***** Data supplied
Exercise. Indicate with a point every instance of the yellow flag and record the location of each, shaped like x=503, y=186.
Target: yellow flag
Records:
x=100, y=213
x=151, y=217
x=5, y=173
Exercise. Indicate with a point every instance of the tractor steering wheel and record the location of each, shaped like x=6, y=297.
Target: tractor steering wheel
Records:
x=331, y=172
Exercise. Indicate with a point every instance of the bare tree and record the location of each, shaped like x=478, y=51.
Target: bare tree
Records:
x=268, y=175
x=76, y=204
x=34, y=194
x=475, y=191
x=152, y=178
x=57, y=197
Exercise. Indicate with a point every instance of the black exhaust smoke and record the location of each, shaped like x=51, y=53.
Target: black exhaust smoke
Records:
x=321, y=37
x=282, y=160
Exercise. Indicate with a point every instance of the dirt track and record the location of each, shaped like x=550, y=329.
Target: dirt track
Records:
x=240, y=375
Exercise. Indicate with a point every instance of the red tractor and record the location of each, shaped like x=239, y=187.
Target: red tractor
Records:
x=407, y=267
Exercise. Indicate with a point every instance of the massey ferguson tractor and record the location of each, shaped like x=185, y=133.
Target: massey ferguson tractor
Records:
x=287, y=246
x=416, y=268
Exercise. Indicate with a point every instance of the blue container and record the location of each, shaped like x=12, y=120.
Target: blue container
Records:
**********
Copy every one of the entries above word for word.

» **Solution**
Exercise. Indicate with a point every instance of the yellow flag and record the location of each, shaped like x=503, y=186.
Target: yellow flag
Records:
x=100, y=213
x=151, y=217
x=5, y=173
Exercise. Indicate with a point every instance of the tractor steering wheel and record the location of each, shaped like x=6, y=297.
Target: tractor steering wheel
Records:
x=331, y=172
Exercise. Indicate with a point every instance of the bare tree and record the location of each, shaped like x=478, y=51.
Target: bare tree
Records:
x=268, y=175
x=76, y=204
x=34, y=194
x=475, y=191
x=152, y=178
x=57, y=197
Exercise. Indicate with a point every instance of the black exhaust smoke and record the location of each, shaped like x=51, y=53.
Target: black exhaust smoke
Records:
x=321, y=37
x=282, y=160
Exercise. Indicate with a point every instance of the dirt track and record the location of each, shaped like x=550, y=329.
Target: dirt track
Records:
x=240, y=375
Exercise. Indicate with a point every instance of the red tractor and record the location of each, shaped like x=239, y=187.
Target: red tractor
Records:
x=407, y=267
Exercise. Indicate with a point every instance of the massey ferguson tractor and record the location of each, shaped like x=185, y=133.
Target: massey ferguson tractor
Records:
x=287, y=246
x=416, y=268
Exercise. Indicate with a point every instance of the blue container and record the location of each, shaped like x=12, y=120.
Target: blue container
Records:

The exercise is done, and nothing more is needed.